[Data section — start]
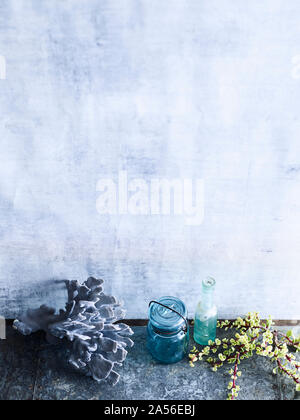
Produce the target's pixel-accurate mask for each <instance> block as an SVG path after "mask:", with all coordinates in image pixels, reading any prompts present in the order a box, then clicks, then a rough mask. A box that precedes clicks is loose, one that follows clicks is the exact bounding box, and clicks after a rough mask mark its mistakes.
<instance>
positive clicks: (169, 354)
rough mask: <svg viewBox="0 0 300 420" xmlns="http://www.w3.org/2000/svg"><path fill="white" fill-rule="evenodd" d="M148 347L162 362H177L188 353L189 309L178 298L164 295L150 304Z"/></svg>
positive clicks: (147, 344)
mask: <svg viewBox="0 0 300 420" xmlns="http://www.w3.org/2000/svg"><path fill="white" fill-rule="evenodd" d="M147 335H148V337H147V347H148V350H149V351H150V353H151V354H152V356H153V357H154V358H155V359H156V360H158V361H159V362H161V363H176V362H179V361H180V360H182V359H183V358H184V357H185V356H186V355H187V353H188V346H189V326H188V321H187V309H186V306H185V304H184V303H183V302H182V301H181V300H180V299H178V298H176V297H172V296H164V297H162V298H160V299H159V300H158V301H151V302H150V305H149V322H148V327H147Z"/></svg>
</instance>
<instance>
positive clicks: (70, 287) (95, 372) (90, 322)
mask: <svg viewBox="0 0 300 420" xmlns="http://www.w3.org/2000/svg"><path fill="white" fill-rule="evenodd" d="M102 283H103V280H99V279H95V278H93V277H90V278H88V279H87V281H85V282H84V283H83V284H80V283H79V282H78V281H76V280H75V281H66V286H67V290H68V302H67V304H66V309H65V310H61V311H60V312H59V314H56V313H55V310H54V309H53V308H49V307H47V306H45V305H43V306H41V307H40V308H39V309H34V310H28V312H27V314H26V315H25V317H24V318H23V319H22V320H21V321H19V320H15V322H14V328H15V329H17V330H18V331H19V332H20V333H22V334H23V335H29V334H31V333H34V332H36V331H39V330H43V331H45V332H46V334H47V340H48V341H49V342H50V343H53V342H54V341H57V339H64V338H66V339H67V340H69V341H70V342H72V348H71V351H70V357H69V363H70V364H71V365H72V366H74V367H75V368H76V369H77V370H79V371H80V372H82V373H84V374H85V375H88V376H92V377H93V378H94V379H95V380H96V381H98V382H101V381H104V380H107V381H108V382H109V383H110V384H112V385H115V384H116V383H117V382H118V381H119V378H120V375H119V374H118V373H117V372H116V371H115V368H116V367H118V366H122V362H123V361H124V360H125V358H126V356H127V351H126V350H125V348H126V347H132V346H133V341H132V340H131V339H130V338H129V336H131V335H132V334H133V331H132V330H131V328H130V327H129V326H128V325H126V324H123V323H118V324H115V322H116V321H118V320H120V319H122V318H123V317H124V315H125V312H124V310H123V309H122V308H121V305H120V304H119V303H118V302H117V300H116V298H114V297H113V296H108V295H106V294H105V293H104V292H103V288H102V287H101V285H102Z"/></svg>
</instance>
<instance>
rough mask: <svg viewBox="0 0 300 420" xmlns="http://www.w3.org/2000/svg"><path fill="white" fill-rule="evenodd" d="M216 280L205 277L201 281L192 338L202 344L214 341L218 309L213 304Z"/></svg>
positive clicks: (197, 341) (207, 344)
mask: <svg viewBox="0 0 300 420" xmlns="http://www.w3.org/2000/svg"><path fill="white" fill-rule="evenodd" d="M215 286H216V281H215V280H214V279H213V278H212V277H207V278H206V279H204V280H203V282H202V296H201V300H200V302H199V303H198V305H197V308H196V313H195V325H194V340H195V341H196V343H198V344H201V345H203V346H207V345H208V341H209V340H212V341H215V339H216V330H217V317H218V311H217V306H216V305H215Z"/></svg>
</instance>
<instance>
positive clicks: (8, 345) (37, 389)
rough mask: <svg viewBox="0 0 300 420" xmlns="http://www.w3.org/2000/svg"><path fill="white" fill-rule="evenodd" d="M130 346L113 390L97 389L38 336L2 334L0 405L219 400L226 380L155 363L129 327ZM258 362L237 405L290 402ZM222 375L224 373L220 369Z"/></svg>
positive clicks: (179, 368) (277, 382) (136, 334)
mask: <svg viewBox="0 0 300 420" xmlns="http://www.w3.org/2000/svg"><path fill="white" fill-rule="evenodd" d="M134 330H135V336H134V341H135V346H134V348H133V349H132V350H131V351H130V353H129V355H128V358H127V360H126V362H125V363H124V366H123V367H122V368H121V369H120V373H121V375H122V376H121V380H120V382H119V384H117V385H116V386H115V387H114V388H111V387H109V386H108V385H106V384H100V385H99V384H97V383H96V382H94V381H93V380H92V379H91V378H85V377H83V376H81V375H79V374H77V373H75V372H73V371H72V370H70V369H69V368H67V367H66V365H65V364H64V354H65V352H64V349H63V348H61V347H55V346H50V345H48V344H46V343H45V341H44V336H43V335H42V334H39V333H38V334H35V335H34V336H30V337H23V336H21V335H19V334H18V333H17V332H16V331H14V330H13V329H12V328H11V327H9V328H8V337H7V339H6V340H0V400H101V399H103V400H105V399H107V400H126V399H129V400H130V399H132V400H137V399H142V400H152V399H168V400H183V399H189V400H193V399H195V400H223V399H225V398H226V395H227V391H226V387H227V383H228V380H229V378H228V374H227V373H226V371H225V369H224V370H220V371H219V372H217V373H214V372H212V371H211V370H210V369H209V368H208V367H207V365H206V364H204V363H201V364H198V365H196V366H195V368H191V367H190V366H189V364H188V361H187V360H183V361H182V362H180V363H177V364H175V365H162V364H159V363H157V362H155V361H154V360H153V359H152V358H151V356H150V355H149V354H148V352H147V350H146V349H145V335H146V329H145V327H134ZM272 369H273V367H272V366H271V364H270V363H269V362H268V361H266V360H264V359H263V358H255V359H254V360H251V361H250V360H248V361H246V362H245V363H244V365H243V371H244V373H243V376H242V377H241V378H240V381H239V382H240V386H241V388H242V390H241V392H240V399H244V400H245V399H248V400H249V399H250V400H292V399H297V398H298V395H297V394H298V393H296V392H295V387H294V386H293V385H292V384H291V383H290V382H289V381H286V380H284V379H283V378H281V377H277V376H274V375H273V373H272ZM226 370H228V369H226Z"/></svg>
[Data section — finish]
Aim of the exercise: When you copy the data above, reproduce each line exactly and skip every image.

Written solution:
Produce the target's pixel-accurate mask for each <instance> block as an SVG path after "mask:", with all coordinates in image pixels, reading any prompts present in the order a box, then clicks, then a rough mask. A box that precedes clicks is loose, one that follows clicks is the exact bounding box, and clicks after a rough mask mark its mistakes.
<instance>
positive clicks: (169, 354)
rough mask: <svg viewBox="0 0 300 420" xmlns="http://www.w3.org/2000/svg"><path fill="white" fill-rule="evenodd" d="M148 347L162 362H177L188 353L189 309L178 298L164 295L150 304Z"/></svg>
positive clicks: (147, 344)
mask: <svg viewBox="0 0 300 420" xmlns="http://www.w3.org/2000/svg"><path fill="white" fill-rule="evenodd" d="M147 335H148V337H147V347H148V350H149V351H150V353H151V354H152V356H153V357H154V358H155V359H156V360H158V361H159V362H161V363H176V362H179V361H180V360H182V359H183V358H184V357H185V356H186V355H187V353H188V346H189V326H188V321H187V309H186V306H185V304H184V303H183V302H182V301H181V300H180V299H178V298H176V297H172V296H164V297H162V298H160V299H159V300H158V301H151V302H150V305H149V322H148V327H147Z"/></svg>
</instance>
<instance>
positive clicks: (70, 287) (95, 372) (90, 322)
mask: <svg viewBox="0 0 300 420" xmlns="http://www.w3.org/2000/svg"><path fill="white" fill-rule="evenodd" d="M102 283H103V280H99V279H95V278H93V277H90V278H88V279H87V281H85V282H84V283H83V284H80V283H79V282H78V281H76V280H75V281H66V286H67V290H68V302H67V304H66V309H65V310H61V311H60V312H59V314H56V313H55V310H54V309H53V308H49V307H47V306H45V305H43V306H41V307H40V308H39V309H34V310H28V312H27V314H26V315H25V317H24V318H23V319H22V320H21V321H19V320H15V322H14V328H15V329H17V330H18V331H19V332H20V333H22V334H23V335H29V334H31V333H34V332H36V331H39V330H43V331H45V332H46V334H47V340H48V341H49V342H50V343H53V342H54V341H57V339H64V338H66V339H67V340H69V341H70V342H72V348H71V351H70V357H69V363H70V364H71V365H72V366H74V367H75V368H76V369H77V370H79V371H80V372H82V373H84V374H85V375H88V376H92V377H93V378H94V379H95V380H96V381H98V382H101V381H104V380H107V381H108V382H109V383H110V384H112V385H115V384H116V383H117V382H118V381H119V378H120V375H119V374H118V373H117V372H116V371H115V368H116V367H118V366H122V362H123V361H124V360H125V358H126V356H127V351H126V350H125V348H126V347H132V346H133V341H132V340H131V339H130V338H129V336H131V335H132V334H133V331H132V330H131V328H130V327H129V326H128V325H126V324H123V323H118V324H115V322H116V321H118V320H120V319H122V318H123V317H124V315H125V312H124V310H123V309H122V308H121V305H120V304H119V303H118V302H117V300H116V298H114V297H113V296H108V295H106V294H105V293H104V292H103V288H102V287H101V285H102Z"/></svg>
</instance>
<instance>
rough mask: <svg viewBox="0 0 300 420" xmlns="http://www.w3.org/2000/svg"><path fill="white" fill-rule="evenodd" d="M216 280L205 277L201 281L192 338L202 344L214 341L218 309L213 304Z"/></svg>
positive clicks: (197, 341) (207, 344)
mask: <svg viewBox="0 0 300 420" xmlns="http://www.w3.org/2000/svg"><path fill="white" fill-rule="evenodd" d="M215 286H216V281H215V280H214V279H213V278H212V277H207V278H206V279H204V280H203V282H202V296H201V300H200V302H199V303H198V305H197V308H196V313H195V325H194V340H195V341H196V343H198V344H201V345H203V346H207V345H208V341H209V340H212V341H215V339H216V330H217V317H218V311H217V306H216V305H215Z"/></svg>
</instance>
<instance>
positive clicks: (8, 345) (37, 389)
rough mask: <svg viewBox="0 0 300 420" xmlns="http://www.w3.org/2000/svg"><path fill="white" fill-rule="evenodd" d="M130 346L113 390L97 389L38 336L2 334L0 405L219 400L226 380L155 363L129 327ZM258 362L237 405L290 402ZM222 375L224 373L220 369Z"/></svg>
positive clicks: (179, 368) (277, 382) (136, 334)
mask: <svg viewBox="0 0 300 420" xmlns="http://www.w3.org/2000/svg"><path fill="white" fill-rule="evenodd" d="M134 330H135V336H134V341H135V346H134V348H133V349H132V350H131V351H130V353H129V355H128V358H127V360H126V362H125V363H124V366H123V367H122V368H121V369H120V373H121V375H122V376H121V380H120V382H119V384H117V385H116V386H115V387H114V388H111V387H109V386H108V385H106V384H100V385H99V384H97V383H96V382H94V381H93V380H92V379H91V378H85V377H83V376H81V375H79V374H77V373H75V372H73V371H72V370H70V369H69V368H67V367H66V365H65V364H64V354H65V352H64V349H63V348H61V347H55V346H50V345H48V344H46V343H45V341H44V336H43V335H42V334H39V333H38V334H35V335H34V336H30V337H23V336H21V335H19V334H18V333H17V332H16V331H14V330H13V329H12V328H11V327H9V328H8V337H7V339H6V340H0V400H101V399H103V400H105V399H107V400H126V399H129V400H130V399H132V400H137V399H142V400H152V399H168V400H183V399H189V400H193V399H195V400H223V399H225V398H226V395H227V391H226V387H227V383H228V380H229V378H228V374H227V373H226V371H225V369H224V370H220V371H219V372H217V373H214V372H212V371H211V370H210V369H209V368H208V367H207V365H206V364H204V363H201V364H198V365H196V366H195V368H191V367H190V366H189V364H188V361H187V360H183V361H182V362H180V363H177V364H175V365H162V364H159V363H157V362H155V361H154V360H153V359H152V358H151V356H150V355H149V354H148V352H147V350H146V349H145V335H146V329H145V327H134ZM272 369H273V367H272V366H271V364H270V363H269V362H268V361H266V360H264V359H263V358H255V359H254V360H251V361H250V360H248V361H246V362H245V363H244V365H243V371H244V373H243V376H242V377H241V378H240V381H239V382H240V386H241V388H242V390H241V392H240V399H244V400H245V399H248V400H249V399H250V400H292V399H297V398H298V395H297V394H298V393H296V392H295V387H294V386H293V385H292V384H291V383H290V382H289V381H286V380H284V379H283V378H281V377H277V376H274V375H273V373H272ZM226 370H228V369H226Z"/></svg>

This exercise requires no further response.